◆ Passage shown ◆
Standing alone at the sink, watching the cars drive by, my 3 little kids eating at the table behind me. The wind left my body, as did any semblance of the life I had lived for 35 years.

As I watched those cars continue to go by, I was frozen. Only essential bodily functions like a beating heart and inflating and compressing lungs remained. Any chatter from the children behind me drowned out. It was a vacuum of shock and fear.

I don’t remember much about the rest of the conversation other than writing down some dates and phone numbers. I hung up the phone and was forced to hatch a plan without my children knowing that everything had just changed.

The first thing I did was call my mom. I think the conversation went something like this:

“Mom, I have cancer, I need you to come over.” She lives 4.5 miles away and was in my house within 15 minutes.

The next thing I did was call my husband at work. At this point I had started to cry, but when a colleague of his answered, I switched on my ‘everything is fine’ voice and asked if Joe was there. He was with a client. “Great, have him call me…?”

◆ Exercise requirements ◆
1: Translate this sentence from the cancer diagnosis passage into Spanish: "The first thing I did was call my mom."
2: List every numerical figure in the cancer diagnosis passage, each with the word it counts or measures.
3: Carry on the cancer diagnosis passage from the point where it stops.

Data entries
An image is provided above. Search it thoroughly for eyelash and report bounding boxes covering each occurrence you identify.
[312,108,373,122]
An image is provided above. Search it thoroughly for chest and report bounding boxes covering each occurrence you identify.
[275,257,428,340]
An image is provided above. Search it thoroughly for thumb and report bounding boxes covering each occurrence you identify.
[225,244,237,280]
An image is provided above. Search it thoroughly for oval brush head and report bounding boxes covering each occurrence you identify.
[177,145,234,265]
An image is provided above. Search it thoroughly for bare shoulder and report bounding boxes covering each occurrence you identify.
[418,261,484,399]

◆ Responses for each task ◆
1: Lo primero que hice fue llamar a mi mamá.

2: 3 (little kids), 35 (years), 4.5 (miles), 15 (minutes)

3:
Next I called my sister, who answered as she sat on a crowded train downtown. I was unable to allow her the space to hear this information in a calm, empty space and blurted out that I had cancer. She was at my house in the suburbs within 45 minutes.

Next I called my closest friend Lesley. I was definitely crying at this point. Not the heavy, heaving sobs that would follow, but the breathless, staccato tears that come with shock. She wouldn’t let me get off the phone until my mom arrived, even though I am sure I wanted to hang up. I am so grateful for this quick thinking of hers, as the 3 minutes I could have spent with no link to another adult before my mom arrived could have been disastrous.

Truly I can’t tell you what happened the rest of that night. I am not even sure if I told my husband on the phone before he got home or if my mom or sister told him. I think I had been reduced to a puddle of only basic functioning at that point and my memory was definitely not in the “on” position.

One year ago today, I woke up a healthy woman. One year ago today, I went to sleep a cancer patient. The shift is seismic and instantly changes everything you know. It begins the questioning of every choice you have every made. It begins the rapid decline of your health as you accept poison and scalpels to make you better. It begins the mourning of life as you knew it.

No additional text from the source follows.